* Source:

□ □ □ □ □ □ □

CERTIFICATION OF INTERIM FILINGS

I, Rodney J. Ruston, the Chief Executive Officer of North American Energy Partners Inc., certify the following:

 

1. Review: I have reviewed the interim financial statements and interim MD&A (together, the “interim filings”) of North American Partners Inc. (the “issuer”) for the interim period ended June 30, 2009.

 

2. No misrepresentations: Based on my knowledge, having exercised reasonable diligence, the interim filings do not contain any untrue statement of a material fact or omit to state a material fact required to be stated or that is necessary to make a statement not misleading in light of the circumstances under which it was made, with respect to the period covered by the interim filings.

 

3. Fair presentation: Based on my knowledge, having exercised reasonable diligence, the interim financial statements together with the other financial information included in the interim filings fairly present in all material respects the financial condition, results of operations and cash flows of the issuer, as of the date of and for the periods presented in the interim filings.

 

4. Responsibility: The issuer’s other certifying officer(s) and I are responsible for establishing and maintaining disclosure controls and procedures (DC&P) and internal control over financial reporting (ICFR), as those terms are defined in National Instrument 52-109 Certification of Disclosure in Issuers’ Annual and Interim Filings, for the issuer.

□ □ □ □ □ □ □

* Direction 1: List every line in the entries below that contains the word "number", matching case exactly.

□ □ □ □ □ □ □

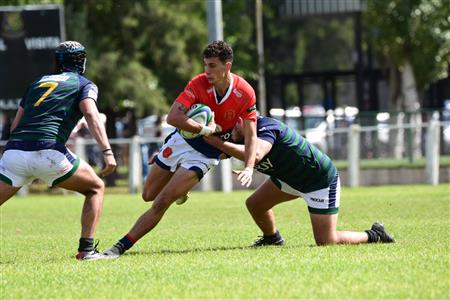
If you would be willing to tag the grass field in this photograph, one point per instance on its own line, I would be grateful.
(199, 250)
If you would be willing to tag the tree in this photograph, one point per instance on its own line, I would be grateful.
(413, 37)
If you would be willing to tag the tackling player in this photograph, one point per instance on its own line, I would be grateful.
(182, 163)
(47, 114)
(296, 169)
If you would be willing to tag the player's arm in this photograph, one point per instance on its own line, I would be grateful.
(177, 118)
(98, 131)
(245, 176)
(17, 118)
(238, 150)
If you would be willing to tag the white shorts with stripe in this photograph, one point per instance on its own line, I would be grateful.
(177, 153)
(323, 201)
(18, 167)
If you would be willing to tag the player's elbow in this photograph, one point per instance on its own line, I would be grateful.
(171, 119)
(258, 157)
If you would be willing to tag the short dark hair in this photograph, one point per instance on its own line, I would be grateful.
(70, 56)
(219, 49)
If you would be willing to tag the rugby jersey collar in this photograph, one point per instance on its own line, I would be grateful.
(227, 94)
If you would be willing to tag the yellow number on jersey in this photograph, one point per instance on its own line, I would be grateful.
(51, 85)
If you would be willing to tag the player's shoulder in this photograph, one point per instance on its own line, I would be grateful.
(269, 123)
(241, 86)
(200, 79)
(241, 83)
(83, 80)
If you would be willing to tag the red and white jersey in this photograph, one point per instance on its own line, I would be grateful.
(238, 101)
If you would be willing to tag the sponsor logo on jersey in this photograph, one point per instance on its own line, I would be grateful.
(189, 92)
(264, 165)
(251, 108)
(317, 200)
(229, 114)
(237, 93)
(58, 78)
(93, 92)
(167, 152)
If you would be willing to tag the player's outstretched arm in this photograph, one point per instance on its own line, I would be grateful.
(97, 129)
(245, 176)
(17, 118)
(177, 118)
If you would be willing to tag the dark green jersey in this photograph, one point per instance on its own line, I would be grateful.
(292, 158)
(51, 107)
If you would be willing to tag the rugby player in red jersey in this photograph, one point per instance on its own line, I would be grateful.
(181, 163)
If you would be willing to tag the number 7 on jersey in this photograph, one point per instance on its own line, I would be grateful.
(51, 85)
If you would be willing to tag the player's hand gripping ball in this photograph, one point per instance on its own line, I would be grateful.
(200, 113)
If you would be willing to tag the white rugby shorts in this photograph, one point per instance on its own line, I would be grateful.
(323, 201)
(18, 168)
(177, 153)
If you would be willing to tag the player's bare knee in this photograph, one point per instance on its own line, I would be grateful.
(97, 187)
(251, 204)
(325, 240)
(146, 196)
(161, 204)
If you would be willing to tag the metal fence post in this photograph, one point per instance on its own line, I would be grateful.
(353, 155)
(227, 178)
(135, 166)
(432, 153)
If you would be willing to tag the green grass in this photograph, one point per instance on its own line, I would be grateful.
(384, 163)
(199, 249)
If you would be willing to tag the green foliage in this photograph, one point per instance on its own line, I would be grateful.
(199, 250)
(417, 30)
(308, 44)
(239, 31)
(143, 51)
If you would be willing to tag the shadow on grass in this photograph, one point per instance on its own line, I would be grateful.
(209, 249)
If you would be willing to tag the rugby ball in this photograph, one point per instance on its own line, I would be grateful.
(200, 113)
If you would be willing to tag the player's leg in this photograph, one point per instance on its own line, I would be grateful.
(155, 182)
(260, 204)
(7, 191)
(85, 181)
(12, 175)
(323, 206)
(181, 182)
(325, 233)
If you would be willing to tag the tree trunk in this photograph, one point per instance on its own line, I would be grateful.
(396, 136)
(411, 105)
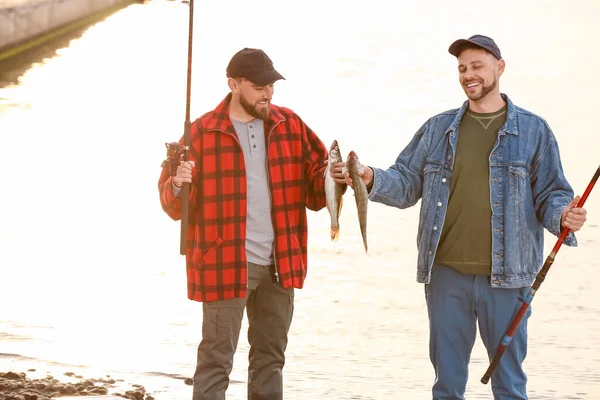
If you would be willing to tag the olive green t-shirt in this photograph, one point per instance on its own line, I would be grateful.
(466, 241)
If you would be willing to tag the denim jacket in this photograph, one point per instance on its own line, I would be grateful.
(528, 191)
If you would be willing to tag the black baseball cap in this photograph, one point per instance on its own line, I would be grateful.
(254, 65)
(480, 41)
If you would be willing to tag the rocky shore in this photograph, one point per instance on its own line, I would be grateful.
(17, 386)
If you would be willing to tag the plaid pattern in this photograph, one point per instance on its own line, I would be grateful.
(216, 255)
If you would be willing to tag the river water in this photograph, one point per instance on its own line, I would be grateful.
(91, 279)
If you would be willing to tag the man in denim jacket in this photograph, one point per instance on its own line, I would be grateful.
(490, 180)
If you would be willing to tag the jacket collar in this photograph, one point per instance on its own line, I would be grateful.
(219, 119)
(510, 125)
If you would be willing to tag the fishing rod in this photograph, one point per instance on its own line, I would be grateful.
(176, 153)
(536, 284)
(185, 194)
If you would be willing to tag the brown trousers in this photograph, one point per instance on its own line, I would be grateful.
(269, 308)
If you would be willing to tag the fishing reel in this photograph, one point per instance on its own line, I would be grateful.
(175, 154)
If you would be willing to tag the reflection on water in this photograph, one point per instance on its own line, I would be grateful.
(90, 274)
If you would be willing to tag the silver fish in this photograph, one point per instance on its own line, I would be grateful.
(361, 196)
(333, 191)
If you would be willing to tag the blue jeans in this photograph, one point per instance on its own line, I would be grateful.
(455, 303)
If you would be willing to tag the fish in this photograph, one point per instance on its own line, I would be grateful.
(334, 191)
(361, 195)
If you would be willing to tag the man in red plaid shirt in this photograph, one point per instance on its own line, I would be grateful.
(254, 169)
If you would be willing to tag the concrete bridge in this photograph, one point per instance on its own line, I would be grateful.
(25, 24)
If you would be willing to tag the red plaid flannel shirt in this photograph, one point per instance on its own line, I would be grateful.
(216, 254)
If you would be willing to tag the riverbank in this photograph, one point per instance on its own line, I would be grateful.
(18, 386)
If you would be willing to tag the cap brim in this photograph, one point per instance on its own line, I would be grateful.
(459, 45)
(266, 78)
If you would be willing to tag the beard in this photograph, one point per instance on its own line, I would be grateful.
(254, 110)
(484, 91)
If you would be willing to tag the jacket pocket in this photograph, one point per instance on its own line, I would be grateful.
(431, 179)
(204, 253)
(517, 180)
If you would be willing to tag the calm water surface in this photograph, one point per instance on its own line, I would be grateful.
(91, 279)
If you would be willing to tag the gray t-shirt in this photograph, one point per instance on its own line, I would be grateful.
(259, 226)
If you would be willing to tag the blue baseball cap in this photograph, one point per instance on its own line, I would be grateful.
(480, 41)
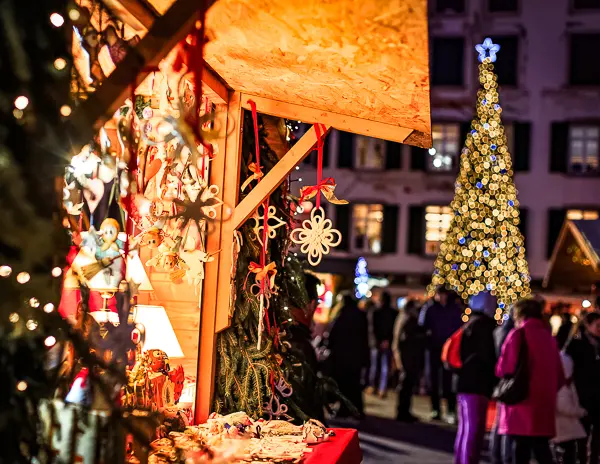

□ □ □ □ □ □ □

* Direction 2: Return the part of the certification between "I, Rodney J." and "by the interim filings.", inclusive.

* Reply 1:
If you would be willing to tag the yellow number on jersey in this photograph, one point per instance on its own line, I would be grateful.
If you would be willing to tag the number 7 on jersey in this photograph, one point per instance on its own line, I would be grateful.

* Reply 2:
I, Rodney J. Ruston, the Chief Executive Officer of North American Energy Partners Inc., certify the following:

 

1. Review: I have reviewed the interim financial statements and interim MD&A (together, the “interim filings”) of North American Partners Inc. (the “issuer”) for the interim period ended June 30, 2009.

 

2. No misrepresentations: Based on my knowledge, having exercised reasonable diligence, the interim filings do not contain any untrue statement of a material fact or omit to state a material fact required to be stated or that is necessary to make a statement not misleading in light of the circumstances under which it was made, with respect to the period covered by the interim filings.